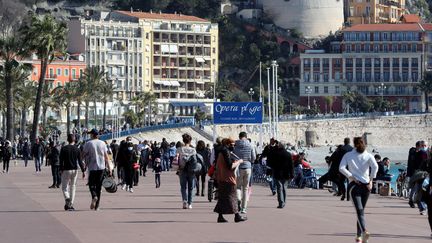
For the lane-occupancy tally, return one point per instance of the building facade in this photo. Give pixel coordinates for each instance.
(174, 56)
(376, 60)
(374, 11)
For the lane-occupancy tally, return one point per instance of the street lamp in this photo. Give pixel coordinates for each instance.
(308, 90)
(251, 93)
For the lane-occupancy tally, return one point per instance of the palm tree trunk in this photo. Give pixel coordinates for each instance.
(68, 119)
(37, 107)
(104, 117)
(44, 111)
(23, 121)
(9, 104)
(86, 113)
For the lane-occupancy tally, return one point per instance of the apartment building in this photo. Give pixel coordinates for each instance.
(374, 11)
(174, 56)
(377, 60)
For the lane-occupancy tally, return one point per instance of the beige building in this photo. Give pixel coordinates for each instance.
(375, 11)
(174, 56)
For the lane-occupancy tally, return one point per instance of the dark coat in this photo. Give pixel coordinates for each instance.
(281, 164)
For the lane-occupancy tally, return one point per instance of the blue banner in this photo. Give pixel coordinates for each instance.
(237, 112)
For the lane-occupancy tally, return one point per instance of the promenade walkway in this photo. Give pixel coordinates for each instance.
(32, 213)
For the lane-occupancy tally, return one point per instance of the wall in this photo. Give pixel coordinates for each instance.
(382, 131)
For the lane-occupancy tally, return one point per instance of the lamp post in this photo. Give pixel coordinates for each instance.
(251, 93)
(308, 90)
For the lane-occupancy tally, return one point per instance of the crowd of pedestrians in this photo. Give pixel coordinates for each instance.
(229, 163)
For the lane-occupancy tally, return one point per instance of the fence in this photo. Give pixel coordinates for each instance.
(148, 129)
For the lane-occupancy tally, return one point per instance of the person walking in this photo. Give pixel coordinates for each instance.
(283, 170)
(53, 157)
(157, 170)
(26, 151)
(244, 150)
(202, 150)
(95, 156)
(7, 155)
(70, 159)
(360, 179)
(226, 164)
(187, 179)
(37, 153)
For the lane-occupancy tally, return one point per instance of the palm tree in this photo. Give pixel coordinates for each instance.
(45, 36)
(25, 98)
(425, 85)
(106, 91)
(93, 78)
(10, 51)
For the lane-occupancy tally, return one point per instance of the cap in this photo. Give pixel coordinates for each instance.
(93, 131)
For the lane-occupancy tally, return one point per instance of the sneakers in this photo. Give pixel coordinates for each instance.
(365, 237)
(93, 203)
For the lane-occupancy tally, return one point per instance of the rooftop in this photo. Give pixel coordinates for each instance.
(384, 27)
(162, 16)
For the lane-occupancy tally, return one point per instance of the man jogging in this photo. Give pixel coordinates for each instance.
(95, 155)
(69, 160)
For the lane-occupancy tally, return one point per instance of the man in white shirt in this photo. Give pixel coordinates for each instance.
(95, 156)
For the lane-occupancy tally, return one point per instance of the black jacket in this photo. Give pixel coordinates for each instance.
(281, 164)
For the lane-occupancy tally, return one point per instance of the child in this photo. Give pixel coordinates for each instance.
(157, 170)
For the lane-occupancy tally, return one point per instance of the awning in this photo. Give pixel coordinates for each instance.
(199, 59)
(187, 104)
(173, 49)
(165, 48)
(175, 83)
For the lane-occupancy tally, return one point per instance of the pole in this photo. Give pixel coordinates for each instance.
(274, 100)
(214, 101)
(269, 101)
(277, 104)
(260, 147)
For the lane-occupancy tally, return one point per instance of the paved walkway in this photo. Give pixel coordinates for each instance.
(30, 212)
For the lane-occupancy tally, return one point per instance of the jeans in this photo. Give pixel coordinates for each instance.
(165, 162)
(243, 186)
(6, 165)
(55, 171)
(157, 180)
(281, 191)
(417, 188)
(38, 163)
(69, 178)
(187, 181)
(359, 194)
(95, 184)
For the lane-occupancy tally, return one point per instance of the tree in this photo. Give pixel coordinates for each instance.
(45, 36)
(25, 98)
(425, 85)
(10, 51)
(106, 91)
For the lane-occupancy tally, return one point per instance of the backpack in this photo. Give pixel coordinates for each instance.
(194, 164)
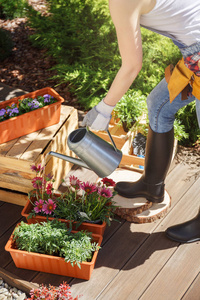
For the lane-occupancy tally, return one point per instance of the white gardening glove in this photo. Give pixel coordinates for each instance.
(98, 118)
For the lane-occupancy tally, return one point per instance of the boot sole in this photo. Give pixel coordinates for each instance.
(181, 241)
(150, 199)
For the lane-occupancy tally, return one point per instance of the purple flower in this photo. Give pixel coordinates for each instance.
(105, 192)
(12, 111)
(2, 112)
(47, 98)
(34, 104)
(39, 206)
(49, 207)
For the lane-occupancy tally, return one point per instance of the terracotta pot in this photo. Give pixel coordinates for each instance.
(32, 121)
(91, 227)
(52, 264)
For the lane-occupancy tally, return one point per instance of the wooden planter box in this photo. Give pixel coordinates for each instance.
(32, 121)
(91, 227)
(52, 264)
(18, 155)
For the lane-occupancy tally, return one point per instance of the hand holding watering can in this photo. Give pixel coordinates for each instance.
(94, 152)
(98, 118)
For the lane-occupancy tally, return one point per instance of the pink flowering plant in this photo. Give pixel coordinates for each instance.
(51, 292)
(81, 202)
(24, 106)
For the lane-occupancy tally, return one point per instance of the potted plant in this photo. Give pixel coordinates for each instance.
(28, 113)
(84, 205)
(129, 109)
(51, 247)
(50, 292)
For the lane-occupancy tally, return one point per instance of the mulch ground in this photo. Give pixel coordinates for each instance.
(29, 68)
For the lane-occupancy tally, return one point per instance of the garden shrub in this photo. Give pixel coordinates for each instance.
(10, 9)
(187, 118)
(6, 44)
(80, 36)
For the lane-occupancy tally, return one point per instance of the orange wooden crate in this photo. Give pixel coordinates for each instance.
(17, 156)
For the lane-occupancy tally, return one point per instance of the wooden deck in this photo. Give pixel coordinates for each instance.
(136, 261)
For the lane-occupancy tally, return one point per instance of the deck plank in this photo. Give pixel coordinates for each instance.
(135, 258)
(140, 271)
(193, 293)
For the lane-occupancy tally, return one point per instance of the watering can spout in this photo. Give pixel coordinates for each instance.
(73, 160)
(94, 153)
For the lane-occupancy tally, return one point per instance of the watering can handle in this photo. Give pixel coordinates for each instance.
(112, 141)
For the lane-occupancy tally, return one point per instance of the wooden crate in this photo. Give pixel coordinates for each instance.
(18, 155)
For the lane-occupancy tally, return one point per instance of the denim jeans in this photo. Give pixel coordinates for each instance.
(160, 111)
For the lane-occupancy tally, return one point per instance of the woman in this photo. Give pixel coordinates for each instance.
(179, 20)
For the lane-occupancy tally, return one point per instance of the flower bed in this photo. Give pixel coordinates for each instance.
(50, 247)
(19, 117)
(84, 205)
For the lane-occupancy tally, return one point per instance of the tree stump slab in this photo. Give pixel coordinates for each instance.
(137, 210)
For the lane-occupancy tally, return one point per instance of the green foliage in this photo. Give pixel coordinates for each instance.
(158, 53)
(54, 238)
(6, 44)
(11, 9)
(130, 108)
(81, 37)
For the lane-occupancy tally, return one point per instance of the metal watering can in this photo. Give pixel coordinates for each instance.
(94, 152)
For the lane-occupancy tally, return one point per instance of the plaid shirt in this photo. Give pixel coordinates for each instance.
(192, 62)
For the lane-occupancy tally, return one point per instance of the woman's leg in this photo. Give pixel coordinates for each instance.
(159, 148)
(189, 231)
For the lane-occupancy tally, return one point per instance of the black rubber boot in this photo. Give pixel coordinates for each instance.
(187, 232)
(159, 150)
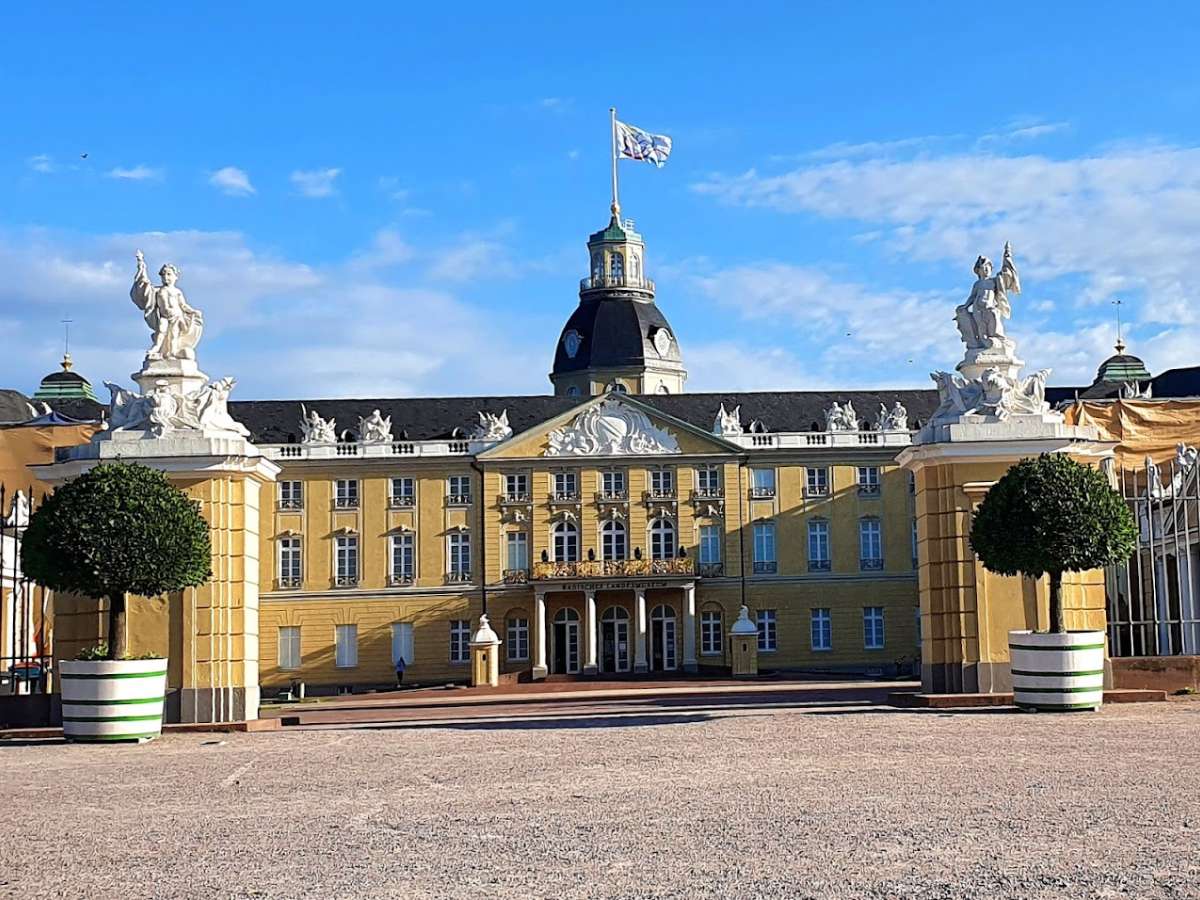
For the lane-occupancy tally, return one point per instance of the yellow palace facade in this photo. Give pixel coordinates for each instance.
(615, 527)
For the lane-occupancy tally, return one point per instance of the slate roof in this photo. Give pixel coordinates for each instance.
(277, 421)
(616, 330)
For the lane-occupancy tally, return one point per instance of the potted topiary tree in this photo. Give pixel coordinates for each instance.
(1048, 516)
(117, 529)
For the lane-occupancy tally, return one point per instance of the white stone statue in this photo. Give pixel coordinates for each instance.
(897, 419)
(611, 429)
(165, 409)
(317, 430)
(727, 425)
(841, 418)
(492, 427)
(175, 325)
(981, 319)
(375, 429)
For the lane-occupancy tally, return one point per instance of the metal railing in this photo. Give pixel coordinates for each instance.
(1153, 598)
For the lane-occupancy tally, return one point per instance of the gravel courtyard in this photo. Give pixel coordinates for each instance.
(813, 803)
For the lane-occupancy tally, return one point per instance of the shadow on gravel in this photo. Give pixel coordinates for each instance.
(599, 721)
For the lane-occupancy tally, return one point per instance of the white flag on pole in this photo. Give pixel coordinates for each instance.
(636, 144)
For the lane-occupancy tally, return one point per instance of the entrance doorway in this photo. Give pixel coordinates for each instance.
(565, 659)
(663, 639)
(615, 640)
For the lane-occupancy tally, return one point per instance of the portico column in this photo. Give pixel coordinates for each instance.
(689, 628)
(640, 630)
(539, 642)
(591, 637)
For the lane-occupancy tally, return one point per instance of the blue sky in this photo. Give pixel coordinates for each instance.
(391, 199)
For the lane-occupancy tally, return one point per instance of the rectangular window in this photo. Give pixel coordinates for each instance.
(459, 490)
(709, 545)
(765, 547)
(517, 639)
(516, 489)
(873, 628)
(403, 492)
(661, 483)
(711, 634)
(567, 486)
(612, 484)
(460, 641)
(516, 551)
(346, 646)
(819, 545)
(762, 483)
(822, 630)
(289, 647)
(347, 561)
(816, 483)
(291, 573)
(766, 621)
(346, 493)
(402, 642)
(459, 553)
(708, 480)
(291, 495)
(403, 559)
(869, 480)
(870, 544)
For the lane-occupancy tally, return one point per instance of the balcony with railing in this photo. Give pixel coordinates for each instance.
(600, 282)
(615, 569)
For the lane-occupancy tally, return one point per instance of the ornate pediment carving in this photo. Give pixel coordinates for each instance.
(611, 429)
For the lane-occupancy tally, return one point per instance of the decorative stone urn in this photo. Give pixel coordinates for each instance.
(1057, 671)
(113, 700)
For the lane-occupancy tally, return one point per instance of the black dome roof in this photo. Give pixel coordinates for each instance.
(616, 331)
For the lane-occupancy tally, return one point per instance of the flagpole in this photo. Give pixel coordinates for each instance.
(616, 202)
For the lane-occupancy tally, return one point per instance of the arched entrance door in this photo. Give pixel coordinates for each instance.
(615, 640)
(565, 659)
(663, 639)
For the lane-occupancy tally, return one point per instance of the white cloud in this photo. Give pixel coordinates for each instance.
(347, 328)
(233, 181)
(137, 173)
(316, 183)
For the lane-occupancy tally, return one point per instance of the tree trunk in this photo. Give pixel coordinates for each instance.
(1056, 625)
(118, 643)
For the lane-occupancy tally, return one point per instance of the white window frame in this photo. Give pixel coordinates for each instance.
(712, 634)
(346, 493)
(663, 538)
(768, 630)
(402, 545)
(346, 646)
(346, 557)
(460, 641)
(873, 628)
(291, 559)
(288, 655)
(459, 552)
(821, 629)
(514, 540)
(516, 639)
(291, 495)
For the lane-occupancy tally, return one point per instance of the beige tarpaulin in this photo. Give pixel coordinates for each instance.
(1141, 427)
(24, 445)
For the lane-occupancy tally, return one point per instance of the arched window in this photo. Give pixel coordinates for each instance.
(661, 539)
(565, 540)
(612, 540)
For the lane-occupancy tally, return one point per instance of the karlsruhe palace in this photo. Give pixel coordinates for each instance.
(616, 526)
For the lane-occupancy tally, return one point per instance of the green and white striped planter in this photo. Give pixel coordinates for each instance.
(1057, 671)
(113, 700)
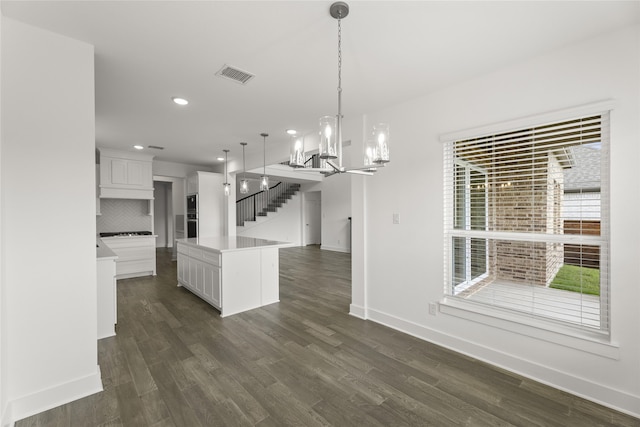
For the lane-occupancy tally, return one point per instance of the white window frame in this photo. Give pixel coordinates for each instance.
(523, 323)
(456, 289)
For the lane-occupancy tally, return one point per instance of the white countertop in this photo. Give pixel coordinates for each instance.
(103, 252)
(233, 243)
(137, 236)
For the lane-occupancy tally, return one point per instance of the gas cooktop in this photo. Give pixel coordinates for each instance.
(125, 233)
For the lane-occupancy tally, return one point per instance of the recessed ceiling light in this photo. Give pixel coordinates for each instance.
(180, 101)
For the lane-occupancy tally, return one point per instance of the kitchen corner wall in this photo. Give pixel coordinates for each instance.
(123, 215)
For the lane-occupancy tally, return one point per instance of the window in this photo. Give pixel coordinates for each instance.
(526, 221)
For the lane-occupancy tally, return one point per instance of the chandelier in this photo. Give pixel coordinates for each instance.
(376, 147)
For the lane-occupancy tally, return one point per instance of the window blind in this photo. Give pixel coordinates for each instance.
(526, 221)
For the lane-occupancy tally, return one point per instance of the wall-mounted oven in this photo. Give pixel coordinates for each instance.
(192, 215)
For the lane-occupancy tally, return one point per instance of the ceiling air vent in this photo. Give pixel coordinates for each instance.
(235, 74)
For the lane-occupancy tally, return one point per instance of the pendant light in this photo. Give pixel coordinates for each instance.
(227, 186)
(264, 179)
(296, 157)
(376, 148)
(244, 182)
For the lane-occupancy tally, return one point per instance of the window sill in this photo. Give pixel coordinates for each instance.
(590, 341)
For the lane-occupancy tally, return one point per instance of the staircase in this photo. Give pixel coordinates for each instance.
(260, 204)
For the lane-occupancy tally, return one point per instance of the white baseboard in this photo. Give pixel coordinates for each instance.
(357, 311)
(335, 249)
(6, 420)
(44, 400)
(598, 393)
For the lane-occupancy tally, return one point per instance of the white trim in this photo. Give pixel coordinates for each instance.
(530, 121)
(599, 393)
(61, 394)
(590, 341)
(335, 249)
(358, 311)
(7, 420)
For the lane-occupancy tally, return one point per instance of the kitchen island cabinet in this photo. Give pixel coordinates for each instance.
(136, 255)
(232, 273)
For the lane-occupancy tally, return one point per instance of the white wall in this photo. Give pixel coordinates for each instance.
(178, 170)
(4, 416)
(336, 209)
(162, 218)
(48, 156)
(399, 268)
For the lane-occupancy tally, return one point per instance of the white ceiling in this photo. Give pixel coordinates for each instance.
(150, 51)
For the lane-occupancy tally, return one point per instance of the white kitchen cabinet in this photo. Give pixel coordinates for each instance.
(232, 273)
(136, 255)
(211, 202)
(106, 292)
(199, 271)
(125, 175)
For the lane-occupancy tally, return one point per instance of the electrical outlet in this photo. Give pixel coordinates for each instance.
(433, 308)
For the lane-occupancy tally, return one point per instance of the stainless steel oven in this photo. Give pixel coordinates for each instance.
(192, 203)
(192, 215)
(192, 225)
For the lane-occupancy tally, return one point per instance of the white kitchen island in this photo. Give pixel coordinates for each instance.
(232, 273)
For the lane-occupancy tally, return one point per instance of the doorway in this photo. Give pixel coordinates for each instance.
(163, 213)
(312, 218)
- - -
Transcribe the records above exactly, but only from the line that contains "of the electrical" through their final line, inclusive.

> _Full response_
For the lane-occupancy tally, return one point per instance of the electrical outlet in this photo. Give pixel coordinates for each instance.
(433, 308)
For the lane-occupancy tally, return one point per instance of the stainless steel oven in this photo. Give pixel coordinates for each instance.
(192, 203)
(192, 215)
(192, 225)
For the lane-occupancy tally, return one point per instance of the white kitchen island in this photo. Give pixel coordinates for each instance.
(232, 273)
For the lane-occupancy tally, return one point per instance of the doorway in this photo. Give pixel coordinates for each instance.
(163, 213)
(312, 218)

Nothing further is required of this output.